↓

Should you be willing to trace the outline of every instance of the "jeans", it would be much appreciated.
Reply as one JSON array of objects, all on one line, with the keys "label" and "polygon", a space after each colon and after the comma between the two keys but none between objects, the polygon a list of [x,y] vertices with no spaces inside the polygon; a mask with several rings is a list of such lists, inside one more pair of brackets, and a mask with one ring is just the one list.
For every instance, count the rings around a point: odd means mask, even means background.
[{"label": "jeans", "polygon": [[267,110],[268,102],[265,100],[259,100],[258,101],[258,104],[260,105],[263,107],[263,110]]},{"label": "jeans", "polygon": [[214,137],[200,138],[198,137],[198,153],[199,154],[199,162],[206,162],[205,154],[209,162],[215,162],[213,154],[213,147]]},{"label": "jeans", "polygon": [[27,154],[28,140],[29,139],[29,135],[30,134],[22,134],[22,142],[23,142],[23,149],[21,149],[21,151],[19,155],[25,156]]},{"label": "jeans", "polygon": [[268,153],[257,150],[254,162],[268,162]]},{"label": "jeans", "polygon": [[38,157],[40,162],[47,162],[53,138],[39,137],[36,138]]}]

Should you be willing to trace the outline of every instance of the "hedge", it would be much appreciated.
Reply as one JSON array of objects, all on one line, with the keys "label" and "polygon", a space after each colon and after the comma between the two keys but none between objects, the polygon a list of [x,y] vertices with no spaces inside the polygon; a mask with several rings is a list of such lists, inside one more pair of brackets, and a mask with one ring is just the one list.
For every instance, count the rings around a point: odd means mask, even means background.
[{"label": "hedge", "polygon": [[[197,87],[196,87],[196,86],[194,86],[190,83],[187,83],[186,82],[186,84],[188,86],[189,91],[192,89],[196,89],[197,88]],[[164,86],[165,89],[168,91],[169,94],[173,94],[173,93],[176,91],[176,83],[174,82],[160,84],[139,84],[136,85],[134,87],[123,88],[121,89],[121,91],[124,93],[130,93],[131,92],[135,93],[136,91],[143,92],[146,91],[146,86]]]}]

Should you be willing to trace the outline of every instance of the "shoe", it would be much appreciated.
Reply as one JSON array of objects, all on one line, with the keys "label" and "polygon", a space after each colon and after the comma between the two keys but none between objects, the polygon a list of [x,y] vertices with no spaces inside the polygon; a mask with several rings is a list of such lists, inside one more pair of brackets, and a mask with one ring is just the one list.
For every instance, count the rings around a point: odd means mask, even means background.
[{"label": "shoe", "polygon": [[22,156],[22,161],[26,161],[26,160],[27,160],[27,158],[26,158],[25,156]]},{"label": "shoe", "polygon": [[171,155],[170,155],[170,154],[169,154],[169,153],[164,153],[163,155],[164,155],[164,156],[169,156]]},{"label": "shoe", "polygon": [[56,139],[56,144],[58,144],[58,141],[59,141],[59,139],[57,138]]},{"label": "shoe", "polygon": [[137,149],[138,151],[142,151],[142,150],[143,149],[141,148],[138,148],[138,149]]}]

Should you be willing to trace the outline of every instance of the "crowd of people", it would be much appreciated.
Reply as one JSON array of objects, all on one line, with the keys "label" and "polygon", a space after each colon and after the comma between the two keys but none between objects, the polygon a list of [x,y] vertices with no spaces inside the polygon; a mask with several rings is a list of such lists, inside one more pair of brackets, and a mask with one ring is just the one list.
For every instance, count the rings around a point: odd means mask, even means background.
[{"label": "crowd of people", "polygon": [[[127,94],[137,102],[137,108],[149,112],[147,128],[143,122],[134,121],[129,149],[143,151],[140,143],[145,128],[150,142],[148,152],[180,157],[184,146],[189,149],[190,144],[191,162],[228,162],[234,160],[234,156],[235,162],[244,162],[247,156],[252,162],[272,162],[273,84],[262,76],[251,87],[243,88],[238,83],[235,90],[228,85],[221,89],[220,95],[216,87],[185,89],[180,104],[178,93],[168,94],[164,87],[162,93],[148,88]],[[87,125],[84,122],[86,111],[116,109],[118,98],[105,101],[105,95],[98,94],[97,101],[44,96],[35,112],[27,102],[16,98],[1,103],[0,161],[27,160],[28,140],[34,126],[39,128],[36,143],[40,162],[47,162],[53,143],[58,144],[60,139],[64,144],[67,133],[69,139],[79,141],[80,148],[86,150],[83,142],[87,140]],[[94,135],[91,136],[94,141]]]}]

↑

> _Aim of the task_
Count the lines of the listing that contain the word "would" and reply with the number alone.

> _Right answer_
4